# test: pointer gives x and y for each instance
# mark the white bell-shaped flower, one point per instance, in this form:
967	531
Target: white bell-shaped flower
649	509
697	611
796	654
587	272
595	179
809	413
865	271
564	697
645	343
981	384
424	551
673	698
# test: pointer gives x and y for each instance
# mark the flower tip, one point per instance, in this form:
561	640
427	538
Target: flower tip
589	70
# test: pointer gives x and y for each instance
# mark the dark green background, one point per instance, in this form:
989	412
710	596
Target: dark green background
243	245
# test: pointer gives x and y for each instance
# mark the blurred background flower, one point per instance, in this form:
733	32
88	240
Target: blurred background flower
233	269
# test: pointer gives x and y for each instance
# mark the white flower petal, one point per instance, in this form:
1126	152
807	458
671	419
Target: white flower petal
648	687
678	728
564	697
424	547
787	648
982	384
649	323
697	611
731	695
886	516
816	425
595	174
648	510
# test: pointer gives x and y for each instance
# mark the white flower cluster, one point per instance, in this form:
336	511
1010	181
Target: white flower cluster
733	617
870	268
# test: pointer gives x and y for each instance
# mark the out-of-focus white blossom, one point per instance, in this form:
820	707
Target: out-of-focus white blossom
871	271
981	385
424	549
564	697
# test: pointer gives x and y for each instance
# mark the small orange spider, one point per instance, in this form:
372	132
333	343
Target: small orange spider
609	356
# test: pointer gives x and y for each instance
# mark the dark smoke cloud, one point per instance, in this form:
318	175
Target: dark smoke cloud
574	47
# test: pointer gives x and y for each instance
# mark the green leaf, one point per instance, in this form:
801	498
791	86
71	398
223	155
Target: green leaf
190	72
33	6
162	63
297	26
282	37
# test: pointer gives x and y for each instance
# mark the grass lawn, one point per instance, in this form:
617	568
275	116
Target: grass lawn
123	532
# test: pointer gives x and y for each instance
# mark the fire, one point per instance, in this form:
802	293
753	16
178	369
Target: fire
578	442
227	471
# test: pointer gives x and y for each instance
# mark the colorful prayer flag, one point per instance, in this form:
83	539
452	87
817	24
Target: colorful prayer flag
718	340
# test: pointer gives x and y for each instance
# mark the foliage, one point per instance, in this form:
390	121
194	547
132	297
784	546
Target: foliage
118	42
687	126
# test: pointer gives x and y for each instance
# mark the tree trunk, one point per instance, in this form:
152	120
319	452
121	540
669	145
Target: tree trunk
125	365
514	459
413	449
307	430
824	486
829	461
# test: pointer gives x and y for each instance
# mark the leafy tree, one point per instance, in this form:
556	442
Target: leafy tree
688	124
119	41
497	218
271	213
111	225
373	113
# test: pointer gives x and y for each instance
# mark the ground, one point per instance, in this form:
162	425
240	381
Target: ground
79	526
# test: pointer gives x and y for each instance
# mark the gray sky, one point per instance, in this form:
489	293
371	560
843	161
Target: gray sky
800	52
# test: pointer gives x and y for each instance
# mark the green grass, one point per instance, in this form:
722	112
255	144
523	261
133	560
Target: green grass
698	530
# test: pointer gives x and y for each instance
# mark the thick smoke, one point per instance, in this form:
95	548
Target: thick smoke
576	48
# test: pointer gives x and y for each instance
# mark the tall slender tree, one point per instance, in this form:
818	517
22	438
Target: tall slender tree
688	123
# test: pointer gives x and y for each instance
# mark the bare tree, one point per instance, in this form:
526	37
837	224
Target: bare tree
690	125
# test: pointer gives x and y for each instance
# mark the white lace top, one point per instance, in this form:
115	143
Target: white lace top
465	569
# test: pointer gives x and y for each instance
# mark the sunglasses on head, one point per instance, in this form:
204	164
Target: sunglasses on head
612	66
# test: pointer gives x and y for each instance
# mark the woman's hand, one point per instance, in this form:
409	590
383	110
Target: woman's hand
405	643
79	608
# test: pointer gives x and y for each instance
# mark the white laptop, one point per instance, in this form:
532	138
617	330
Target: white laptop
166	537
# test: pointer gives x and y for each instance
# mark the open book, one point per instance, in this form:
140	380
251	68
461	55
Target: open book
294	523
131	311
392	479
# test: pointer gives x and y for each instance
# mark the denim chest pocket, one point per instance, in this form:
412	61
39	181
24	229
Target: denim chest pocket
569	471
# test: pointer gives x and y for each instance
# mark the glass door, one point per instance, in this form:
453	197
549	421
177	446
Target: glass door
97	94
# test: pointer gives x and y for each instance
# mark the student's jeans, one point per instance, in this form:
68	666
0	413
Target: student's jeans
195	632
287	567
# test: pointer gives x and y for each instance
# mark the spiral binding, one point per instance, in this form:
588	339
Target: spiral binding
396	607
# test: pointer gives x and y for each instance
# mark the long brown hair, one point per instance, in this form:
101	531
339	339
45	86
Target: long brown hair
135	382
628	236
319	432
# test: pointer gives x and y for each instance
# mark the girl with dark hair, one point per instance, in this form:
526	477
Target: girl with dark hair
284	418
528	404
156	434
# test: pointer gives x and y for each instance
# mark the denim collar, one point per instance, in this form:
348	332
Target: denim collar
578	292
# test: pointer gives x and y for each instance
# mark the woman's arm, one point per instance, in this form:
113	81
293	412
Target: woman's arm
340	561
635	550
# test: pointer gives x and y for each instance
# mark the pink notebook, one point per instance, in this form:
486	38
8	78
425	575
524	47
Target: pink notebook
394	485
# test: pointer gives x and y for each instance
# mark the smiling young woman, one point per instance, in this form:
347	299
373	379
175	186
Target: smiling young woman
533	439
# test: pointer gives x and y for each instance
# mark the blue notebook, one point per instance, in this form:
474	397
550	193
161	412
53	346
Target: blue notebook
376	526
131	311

- [Objective]: Make an exact copy of the material above.

- [Correct result]:
# test: pointer gives x and y for each instance
# mark the white bell-shaped flower, one point per instance, in this form:
967	531
Target: white bell-shaped flower
649	509
697	611
796	654
587	272
595	179
809	413
865	271
564	697
645	343
981	384
424	551
673	698
# test: pointer gives x and y for each instance
# mark the flower tip, one point per instance, in this form:
561	640
427	538
Target: flower tip
589	70
# test: pointer gives x and y for each instance
# mark the dark green background, one point per instance, in this form:
989	412
710	596
Target: dark green background
243	245
# test: pointer gives x and y for each instance
# mark the blurred background flower, one point per instance, in this form:
733	32
88	240
Target: blurred background flower
233	269
# test: pointer gives x and y for each instance
# mark the white flower petal, one point per instance, in this form:
1126	152
807	458
671	419
Target: white flower petal
648	687
678	728
564	697
424	547
787	648
982	384
649	323
697	611
731	695
886	516
816	425
595	174
648	510
# test: pointer gives x and y for each instance
# mark the white flower cluster, one point per instance, in this form:
336	511
1010	181
Target: white flower cluster
733	617
870	268
# test: pointer gives x and y for each instance
# mark the out-of-focus white blossom, one point per instance, in this form:
820	707
Target: out-of-focus white blossom
871	271
981	385
424	549
564	697
# test: pointer gives x and y for each instance
# mark the small orange spider, one point per instance, in this form:
372	132
333	343
Target: small orange spider
609	356
# test: pointer gives x and y for each instance
# mark the dark smoke cloud, one point per instance, in this form:
318	175
Target: dark smoke cloud
574	47
# test: pointer gives x and y for each instance
# mark the green leaf, one point per instance, in this form:
801	498
791	86
71	398
223	155
Target: green leaf
190	72
33	6
162	63
297	26
282	37
# test: pointer gives x and y for each instance
# mark the grass lawn, one point per instance, in this form:
617	568
275	116
Target: grass lawn
123	532
# test: pointer gives x and y for each instance
# mark the fire, one point per instance, in this form:
802	293
753	16
178	369
Target: fire
578	442
227	471
# test: pointer gives x and y for each instance
# mark the colorful prayer flag, one point per instance, in this form:
83	539
452	87
817	24
Target: colorful prayer flag
718	340
# test: pointer gives x and y for each instance
# mark the foliage, one point per instance, in this form:
390	121
194	547
132	297
784	546
Target: foliage
118	42
687	126
# test: pointer gives x and y for each instance
# mark the tree trunk, one point per instance, in this form:
152	120
319	452
121	540
669	145
Target: tree trunk
125	365
514	459
413	449
307	430
824	486
829	461
# test: pointer gives x and y for each instance
# mark the leafy tree, one point per instance, in this form:
556	442
Target: leafy tree
688	124
119	41
497	218
271	213
111	225
373	113
# test: pointer gives x and y for each instance
# mark the ground, one point per instance, in this form:
162	425
240	381
Target: ground
79	526
# test: pointer gives x and y for each instance
# mark the gray sky, one point per instance, in this form:
489	293
371	560
843	161
Target: gray sky
800	52
# test: pointer gives x and y for each instance
# mark the green grass, one point per instance, in this form:
722	112
255	144
523	261
133	560
Target: green grass
698	530
# test: pointer gives x and y for each instance
# mark the thick smoke, one point per instance, in this form:
95	548
Target: thick smoke
576	48
# test: pointer gives x and y for each instance
# mark the tall slender tree, one point per instance, in this form:
818	517
22	438
Target: tall slender tree
688	123
# test: pointer gives x and y for each instance
# mark the bare tree, one point per instance, in this form:
526	37
837	224
Target: bare tree
690	125
# test: pointer gives x and y for each instance
# mark the white lace top, one point per instance, in this form:
115	143
Target: white lace top
465	569
# test: pointer gives x and y for each instance
# mark the sunglasses on head, one point per instance, in this form:
204	164
Target: sunglasses on head
612	66
# test: pointer gives x and y for each instance
# mark the woman's hand, one point per instance, in this form:
409	590
383	110
Target: woman's hand
405	643
79	608
# test: pointer gives x and y for each instance
# mark the white laptop, one point per instance, in this form:
532	138
617	330
Target: white laptop
166	537
# test: pointer gives x and y for each instance
# mark the open book, one point per instance, in this form:
140	380
251	68
461	55
Target: open book
294	523
131	311
392	479
# test: pointer gives x and y for each instance
# mark the denim chest pocket, one point per instance, in this form:
412	61
39	181
24	229
Target: denim chest pocket
569	471
# test: pointer gives x and y for each instance
# mark the glass door, one point per instance, in this form:
453	197
549	421
177	446
Target: glass door
97	94
# test: pointer gives x and y for each instance
# mark the student's jeans, one point per instance, in this form:
68	666
0	413
Target: student's jeans
195	632
287	567
# test: pointer gives x and y for each instance
# mark the spiral binding, one point per instance, in this form:
588	339
Target: spiral binding
396	607
# test: pointer gives x and y for each instance
# mark the long brown hair, one point per instance, in this form:
101	531
339	339
45	86
Target: long brown hair
135	382
628	236
319	432
# test: pointer gives x and y for each instance
# mark the girl with dark hair, one point per instance, in this form:
526	477
Target: girl with dark hair
284	418
528	404
156	434
# test: pointer gives x and y for each instance
# mark the denim collar, one point per instance, in this form:
348	332
Target: denim collar
578	292
# test: pointer gives x and y for each instance
# mark the woman's arm, one point per instance, in this form:
113	81
293	412
Target: woman's arm
340	561
635	550
# test: pointer gives x and y for each instance
# mark the pink notebook, one point per instance, in this form:
486	38
8	78
425	575
524	47
Target: pink notebook
394	485
# test: pointer gives x and y for each instance
# mark the smiling young woman, one point per instance, in this form:
347	299
373	379
175	186
Target: smiling young woman
533	439
# test: pointer gives x and y for each instance
# mark the blue notebook, one point per instance, in this form:
474	397
550	193
161	412
53	346
Target: blue notebook
376	526
131	311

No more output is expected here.